— Start of Data for the task —
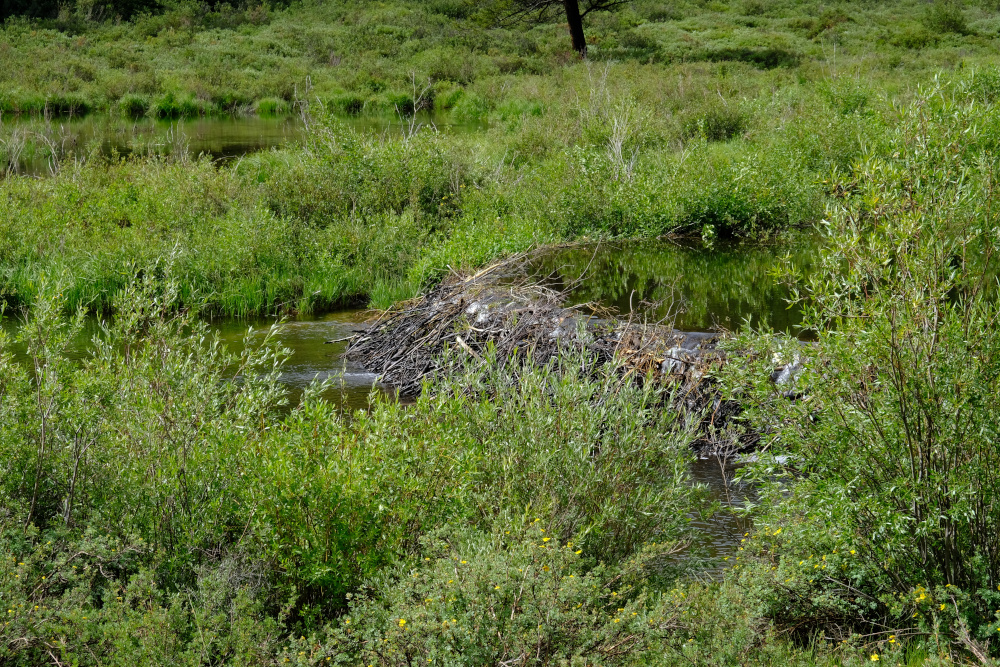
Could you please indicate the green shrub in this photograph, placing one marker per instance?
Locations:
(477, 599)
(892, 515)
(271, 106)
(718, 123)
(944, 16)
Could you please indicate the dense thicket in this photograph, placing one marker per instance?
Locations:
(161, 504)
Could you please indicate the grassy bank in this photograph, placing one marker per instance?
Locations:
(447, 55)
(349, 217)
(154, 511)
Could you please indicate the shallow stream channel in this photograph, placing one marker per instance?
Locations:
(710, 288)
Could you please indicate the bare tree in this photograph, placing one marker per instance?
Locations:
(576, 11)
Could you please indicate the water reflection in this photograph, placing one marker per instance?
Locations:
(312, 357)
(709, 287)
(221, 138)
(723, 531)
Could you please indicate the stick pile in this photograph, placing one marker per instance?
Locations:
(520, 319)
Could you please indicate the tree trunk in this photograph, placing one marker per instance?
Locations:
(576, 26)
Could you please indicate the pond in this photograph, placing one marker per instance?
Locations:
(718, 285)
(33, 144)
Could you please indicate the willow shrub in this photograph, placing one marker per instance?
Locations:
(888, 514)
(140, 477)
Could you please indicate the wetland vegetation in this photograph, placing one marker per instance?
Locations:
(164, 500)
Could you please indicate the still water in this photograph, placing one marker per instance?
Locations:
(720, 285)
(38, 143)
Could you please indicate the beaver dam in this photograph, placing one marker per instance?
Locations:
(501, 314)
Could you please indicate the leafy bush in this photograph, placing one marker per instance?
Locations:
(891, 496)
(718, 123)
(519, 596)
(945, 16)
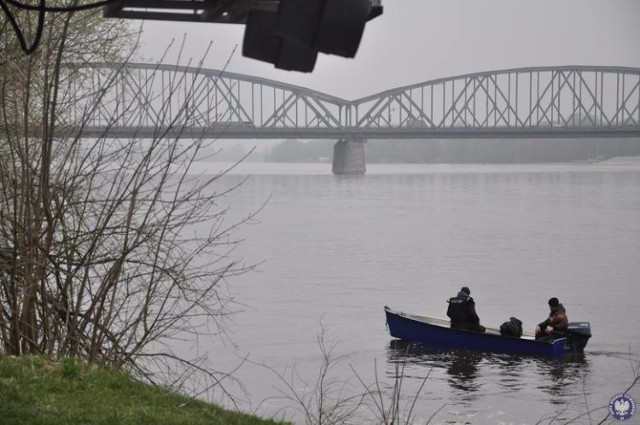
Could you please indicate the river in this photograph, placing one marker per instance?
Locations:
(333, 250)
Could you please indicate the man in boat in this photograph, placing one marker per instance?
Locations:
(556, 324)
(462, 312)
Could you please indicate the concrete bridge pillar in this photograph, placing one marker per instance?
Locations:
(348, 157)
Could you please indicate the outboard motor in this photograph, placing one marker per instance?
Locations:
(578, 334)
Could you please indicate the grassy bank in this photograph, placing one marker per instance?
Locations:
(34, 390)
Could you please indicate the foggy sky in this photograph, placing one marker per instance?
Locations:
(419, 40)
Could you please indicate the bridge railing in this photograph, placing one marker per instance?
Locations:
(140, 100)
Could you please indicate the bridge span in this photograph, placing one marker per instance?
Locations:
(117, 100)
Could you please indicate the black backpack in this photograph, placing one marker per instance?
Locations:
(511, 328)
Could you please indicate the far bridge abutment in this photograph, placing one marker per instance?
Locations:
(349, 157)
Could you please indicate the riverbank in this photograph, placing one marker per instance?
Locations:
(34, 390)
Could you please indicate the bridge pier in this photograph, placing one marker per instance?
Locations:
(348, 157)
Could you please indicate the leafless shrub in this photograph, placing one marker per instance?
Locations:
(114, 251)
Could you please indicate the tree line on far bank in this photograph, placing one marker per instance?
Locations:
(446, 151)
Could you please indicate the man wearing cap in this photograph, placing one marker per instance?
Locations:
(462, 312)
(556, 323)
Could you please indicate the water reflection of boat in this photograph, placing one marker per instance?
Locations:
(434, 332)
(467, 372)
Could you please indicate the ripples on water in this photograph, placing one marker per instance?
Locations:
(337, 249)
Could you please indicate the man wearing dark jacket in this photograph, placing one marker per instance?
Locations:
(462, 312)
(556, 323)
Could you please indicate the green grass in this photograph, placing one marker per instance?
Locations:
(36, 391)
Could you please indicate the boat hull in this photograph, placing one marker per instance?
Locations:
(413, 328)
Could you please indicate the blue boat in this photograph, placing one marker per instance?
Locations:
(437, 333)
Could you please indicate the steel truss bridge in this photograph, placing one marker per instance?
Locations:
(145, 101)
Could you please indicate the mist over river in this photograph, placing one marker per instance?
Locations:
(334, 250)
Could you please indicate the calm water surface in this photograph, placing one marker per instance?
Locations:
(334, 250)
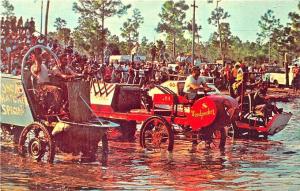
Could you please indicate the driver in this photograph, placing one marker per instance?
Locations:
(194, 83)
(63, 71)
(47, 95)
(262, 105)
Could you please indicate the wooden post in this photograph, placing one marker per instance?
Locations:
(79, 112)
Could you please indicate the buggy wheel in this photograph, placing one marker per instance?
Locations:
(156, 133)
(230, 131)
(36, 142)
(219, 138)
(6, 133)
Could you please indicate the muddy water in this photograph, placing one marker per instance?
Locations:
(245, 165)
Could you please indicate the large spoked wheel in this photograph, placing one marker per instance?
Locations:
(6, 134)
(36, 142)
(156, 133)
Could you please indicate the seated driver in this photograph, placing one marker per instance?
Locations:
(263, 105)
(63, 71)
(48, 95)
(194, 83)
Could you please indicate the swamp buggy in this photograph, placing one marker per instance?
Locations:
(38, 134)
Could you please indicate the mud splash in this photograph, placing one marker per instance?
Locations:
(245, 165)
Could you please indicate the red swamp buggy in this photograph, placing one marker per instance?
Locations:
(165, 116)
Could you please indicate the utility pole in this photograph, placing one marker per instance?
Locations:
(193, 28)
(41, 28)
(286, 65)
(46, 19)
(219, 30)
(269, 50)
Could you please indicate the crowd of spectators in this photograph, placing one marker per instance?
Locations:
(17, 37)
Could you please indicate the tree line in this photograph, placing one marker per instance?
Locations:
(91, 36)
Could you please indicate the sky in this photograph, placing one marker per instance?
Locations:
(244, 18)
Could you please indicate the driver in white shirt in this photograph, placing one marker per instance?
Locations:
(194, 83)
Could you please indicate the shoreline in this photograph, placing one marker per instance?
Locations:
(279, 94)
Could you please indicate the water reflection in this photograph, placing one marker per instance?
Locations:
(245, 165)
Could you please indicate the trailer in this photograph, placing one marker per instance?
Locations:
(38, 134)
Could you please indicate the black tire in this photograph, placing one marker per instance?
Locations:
— End of Data for the task —
(Aim of the exercise)
Transcribe every record above exactly, leaving out the pictures.

(Complete answer)
Could you please indicate the green shrub in this photograph, placing one marker per instance?
Locations:
(477, 599)
(892, 515)
(271, 106)
(718, 123)
(944, 16)
Could you please indicate the dense thicket in this photograph, placing one marker per instance?
Locations:
(161, 504)
Could you please indicate the grassy bank in this photograph, placing one marker per instance?
Locations:
(447, 55)
(349, 217)
(154, 511)
Could you please indicate the shallow stream channel in this photograph, placing one marker per instance?
Locations:
(710, 288)
Could you please indicate the bare tree in this photograph, placing one marker per instance?
Locations:
(576, 11)
Could you please indicate the water reflection in this photograph, placing one marker per instance?
Locations:
(312, 357)
(709, 287)
(221, 138)
(723, 531)
Could you please indicate the stick pile in this photograph, placing one marker per instance?
Locations:
(520, 319)
Could you please indicate the tree trunk in this photograph, placing one marker per instance?
Locations:
(576, 26)
Could you please indicate the pond in this photograph, placing one marker per instance?
Locations:
(718, 285)
(33, 144)
Could you please indicate the willow shrub in this photograph, placing one marker per instance?
Locations:
(888, 514)
(140, 477)
Could you please indicate the wetland vegetation in this photograph, placing one marker per instance?
Locations:
(164, 500)
Could you please indicate the still water in this photograph, placing one marker per instance?
Locations:
(720, 285)
(38, 143)
Could you please indicate the beaver dam in this photograph, placing one marker per instance?
Locations:
(501, 314)
Could you please indicate the leafy bush in this photograph, placing one marker per instance?
Locations:
(891, 496)
(718, 123)
(519, 596)
(945, 16)
Could you please indicate the river in this photograph, placing one marker per instance?
Locations:
(333, 250)
Could you please indicate the man in boat in this photograph, placing one marker per instance?
Locations:
(556, 324)
(462, 312)
Could you please indicate the concrete bridge pillar in this photograph, placing one marker per instance?
Locations:
(348, 157)
Could you please indicate the outboard motor in this photograph, placing one marker per instance?
Locations:
(578, 334)
Could you please indicate the grassy bank in this photograph, placing one marker per instance?
Locations:
(34, 390)
Could you please indicate the foggy sky in this photograph, placing one marker per instance?
Locations:
(419, 40)
Could you please indicate the bridge railing in this photograph, placing one marker per instance?
Locations:
(140, 100)
Could you please indicate the bridge span in this photograph, placing one marker per instance?
Locations:
(117, 100)
Could you please indicate the black backpack in this photograph, placing one marker per instance?
Locations:
(511, 328)
Could you please indicate the far bridge abutment in this photograph, placing one marker per instance?
Locations:
(349, 157)
Could you please indicate the riverbank in this photograph, placing one marker per instance?
Locations:
(34, 390)
Could you please indicate the bridge pier in this photograph, placing one marker per instance?
Locations:
(348, 157)
Could you please indicate the leafless shrub in this photograph, placing one marker per instance?
Locations:
(114, 251)
Could you please indicate the tree line on far bank in this photograph, placing one marker per instance?
Locations:
(446, 151)
Could you please indicate the man wearing cap in this photograph, placing one marker per instance?
Locations:
(462, 312)
(556, 323)
Could you please indicate the water reflection of boat in this photograph, placing one marker per instance?
Locations:
(434, 332)
(467, 372)
Could you please indicate the ripples on water in this photograph, placing one marker per instance?
Locations:
(337, 249)
Could you please indicate the man wearing dark jacket in this photograph, placing one marker per instance?
Locations:
(462, 312)
(556, 323)
Could you please indicate the green grass in this photograph, placing one marker per instance?
Locations:
(36, 391)
Could you please indicate the boat hull in this photograph, placing one marker per instance?
Locations:
(413, 328)
Could you please indicate the blue boat in this photograph, placing one marker per instance?
Locations:
(437, 333)
Could you please indicate the steel truss bridge in this photograph, placing one marker per instance?
Locations:
(145, 101)
Could you please indicate the mist over river in this photograph, placing one marker per instance?
Locations:
(334, 250)
Could you please indicate the calm water surface in this photograph, placing one marker per instance?
Locations:
(334, 250)
Could you please indicate the driver in this photograph, placing one marker per instance?
Locations:
(194, 83)
(63, 71)
(47, 95)
(262, 105)
Could you please indicate the wooden post in this photograph, placing one marker per instance?
Locations:
(79, 112)
Could you please indicate the buggy wheel in this photograph, placing one marker per instance?
Locations:
(156, 133)
(230, 131)
(36, 142)
(219, 138)
(6, 133)
Could you please indicate the muddy water in this photograph, placing one marker per instance?
Locations:
(245, 165)
Could you please indicate the large spoked wheel in this photograph, placing one marker per instance?
Locations:
(6, 134)
(36, 142)
(156, 133)
Could you please indicate the seated driver in this photograph, placing one marker per instance?
Locations:
(263, 105)
(63, 71)
(48, 95)
(194, 83)
Could you please indicate the swamp buggy in this photograph, placing one marker per instance?
Locations:
(38, 134)
Could you please indicate the mud splash in this photograph, placing one marker per instance?
Locations:
(245, 165)
Could you please indicate the red swamp buggy in this photograph, placing one marker per instance?
Locations:
(165, 116)
Could you please indicate the utility pole in this photograph, placing one marker per instance?
Locations:
(193, 28)
(41, 28)
(286, 65)
(46, 19)
(219, 30)
(269, 50)
Could you please indicate the crowd of spectators in this photograph, placing one marker per instance?
Locations:
(17, 37)
Could you please indicate the tree line in this photograph, placing one marker per instance?
Locations:
(91, 36)
Could you please indicate the sky in this photograph, placing one marker per instance?
Locations:
(244, 18)
Could you please indicate the driver in white shirt in this photograph, placing one marker per instance?
Locations:
(194, 83)
Could you please indicate the shoreline in this photograph, placing one marker per instance?
Locations:
(279, 94)
Could you please indicate the water reflection in this photograph, placing one marker per instance?
Locations:
(245, 165)
Could you please indicate the trailer in this photograph, placing one marker per instance?
Locations:
(38, 134)
Could you please indicate the black tire in this photograph, placing one marker per instance?
Locations:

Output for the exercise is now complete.